PAGE EXTRACT:
— start —

Impromptu debating is a relatively informal style of debating when compared to other highly structured formats of debate. Similarly, to Extemporaneous debate, The topic for the debate is given to the participants between fifteen and twenty minutes before the debate starts. The debate format is relatively simple; each team member of each side speaks for five minutes, alternating sides. A ten-minute discussion period, similar to other formats' "open cross-examination" time follows, and then a five-minute break (comparable to other formats' preparation time). Following the break, each team gives a 4-minute rebuttal.
Impromptu debate is often considered to be more akin to Public Speaking since speeches can be anywhere between stand-up routines, to the reputations of nations, depending on the topic given to the contestants. Contestants will be given a list of abstract topics when the event begins and will create a speech on their chosen topic.
This style of debate is particularly popular in Ireland at the secondary school level. Developed in Coláiste Iognáid (Galway) over the last ten years, the format has five speakers: two teams and a single 'sweep speaker' on each side. Speeches last 4:30 minutes with 30 seconds protected from POIs at either end of the debate. Adjudication will depend on BP (British Parliament) marking, but with particular recognition of principled debating. A ten-minute open house will also be adjudicated. Traditionally, the motion is always opposed to the final vote.

— end —

DATA EXCERPTS:
— start —

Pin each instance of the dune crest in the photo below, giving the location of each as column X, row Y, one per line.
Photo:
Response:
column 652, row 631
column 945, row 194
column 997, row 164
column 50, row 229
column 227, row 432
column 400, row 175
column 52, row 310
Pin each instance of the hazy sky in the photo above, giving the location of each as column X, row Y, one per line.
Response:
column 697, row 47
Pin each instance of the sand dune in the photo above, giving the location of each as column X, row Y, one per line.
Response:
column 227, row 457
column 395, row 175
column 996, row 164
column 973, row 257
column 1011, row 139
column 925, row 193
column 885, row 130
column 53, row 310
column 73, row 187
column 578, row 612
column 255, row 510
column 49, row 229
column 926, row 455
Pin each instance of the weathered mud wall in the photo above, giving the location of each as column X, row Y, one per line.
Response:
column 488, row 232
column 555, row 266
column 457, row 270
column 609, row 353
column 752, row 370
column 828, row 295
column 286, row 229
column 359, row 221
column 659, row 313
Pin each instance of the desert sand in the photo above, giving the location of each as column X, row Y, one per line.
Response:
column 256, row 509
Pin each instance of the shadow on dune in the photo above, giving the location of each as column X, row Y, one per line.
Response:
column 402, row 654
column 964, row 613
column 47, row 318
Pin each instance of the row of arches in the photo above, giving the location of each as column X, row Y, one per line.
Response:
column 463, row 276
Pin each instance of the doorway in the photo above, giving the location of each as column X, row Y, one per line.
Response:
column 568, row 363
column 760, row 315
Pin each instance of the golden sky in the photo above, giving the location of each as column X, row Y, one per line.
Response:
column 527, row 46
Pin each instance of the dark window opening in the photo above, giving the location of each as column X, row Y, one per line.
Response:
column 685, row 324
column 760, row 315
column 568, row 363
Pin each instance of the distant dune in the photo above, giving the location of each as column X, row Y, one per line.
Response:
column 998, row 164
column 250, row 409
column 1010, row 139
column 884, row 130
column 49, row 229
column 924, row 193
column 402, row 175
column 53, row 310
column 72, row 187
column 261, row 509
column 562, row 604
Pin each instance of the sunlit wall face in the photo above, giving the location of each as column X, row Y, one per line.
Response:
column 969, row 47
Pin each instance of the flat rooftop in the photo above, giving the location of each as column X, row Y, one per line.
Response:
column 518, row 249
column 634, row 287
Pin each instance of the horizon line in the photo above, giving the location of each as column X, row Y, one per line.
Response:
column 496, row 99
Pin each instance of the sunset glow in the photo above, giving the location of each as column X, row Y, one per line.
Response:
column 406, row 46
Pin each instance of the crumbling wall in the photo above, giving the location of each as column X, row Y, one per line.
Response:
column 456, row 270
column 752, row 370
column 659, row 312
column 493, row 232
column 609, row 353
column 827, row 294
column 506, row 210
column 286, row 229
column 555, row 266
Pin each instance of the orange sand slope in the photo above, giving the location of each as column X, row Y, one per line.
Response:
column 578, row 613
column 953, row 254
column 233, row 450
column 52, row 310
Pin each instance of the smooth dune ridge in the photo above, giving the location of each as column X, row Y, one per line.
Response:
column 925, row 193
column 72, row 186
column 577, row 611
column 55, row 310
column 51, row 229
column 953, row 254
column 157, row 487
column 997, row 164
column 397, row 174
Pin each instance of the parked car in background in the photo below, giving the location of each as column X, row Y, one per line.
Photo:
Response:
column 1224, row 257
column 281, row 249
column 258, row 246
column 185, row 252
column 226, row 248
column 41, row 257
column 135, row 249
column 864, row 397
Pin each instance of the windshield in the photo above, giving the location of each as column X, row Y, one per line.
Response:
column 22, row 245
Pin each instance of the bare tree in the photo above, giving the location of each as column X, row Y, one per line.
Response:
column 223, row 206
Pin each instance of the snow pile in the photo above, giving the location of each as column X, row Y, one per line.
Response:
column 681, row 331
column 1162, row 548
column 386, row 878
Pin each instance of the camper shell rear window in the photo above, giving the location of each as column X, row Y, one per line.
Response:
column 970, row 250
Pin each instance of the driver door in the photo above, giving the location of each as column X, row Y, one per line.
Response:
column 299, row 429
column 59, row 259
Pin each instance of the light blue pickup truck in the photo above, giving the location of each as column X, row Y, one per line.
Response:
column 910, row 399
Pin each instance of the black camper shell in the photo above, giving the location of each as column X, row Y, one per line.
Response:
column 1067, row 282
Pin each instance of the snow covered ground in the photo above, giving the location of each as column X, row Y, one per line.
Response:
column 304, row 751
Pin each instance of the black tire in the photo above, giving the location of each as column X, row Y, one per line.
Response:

— end —

LIST OF TASKS:
**A)** Please update the impromptu debating text starting with "Impromptu debate is" and going on through "their chosen topic.", putting "unfamiliar topics" in place of "abstract topics".
**B)** Check each statement against the impromptu debating text, answering yes or no and quoting the words that decide it: (i) Each team member speaks for five minutes. (ii) The Irish format was developed at Coláiste Iognáid over the last twenty years. (iii) Each team's rebuttal lasts five minutes.

ANSWERS TO THE EXERCISE:
**A)**
Impromptu debate is often considered to be more akin to Public Speaking since speeches can be anywhere between stand-up routines, to the reputations of nations, depending on the topic given to the contestants. Contestants will be given a list of unfamiliar topics when the event begins and will create a speech on their chosen topic.

**B)**
(i) Yes: "each team member of each side speaks for five minutes, alternating sides."
(ii) No: "Developed in Coláiste Iognáid (Galway) over the last ten years."
(iii) No: "each team gives a 4-minute rebuttal."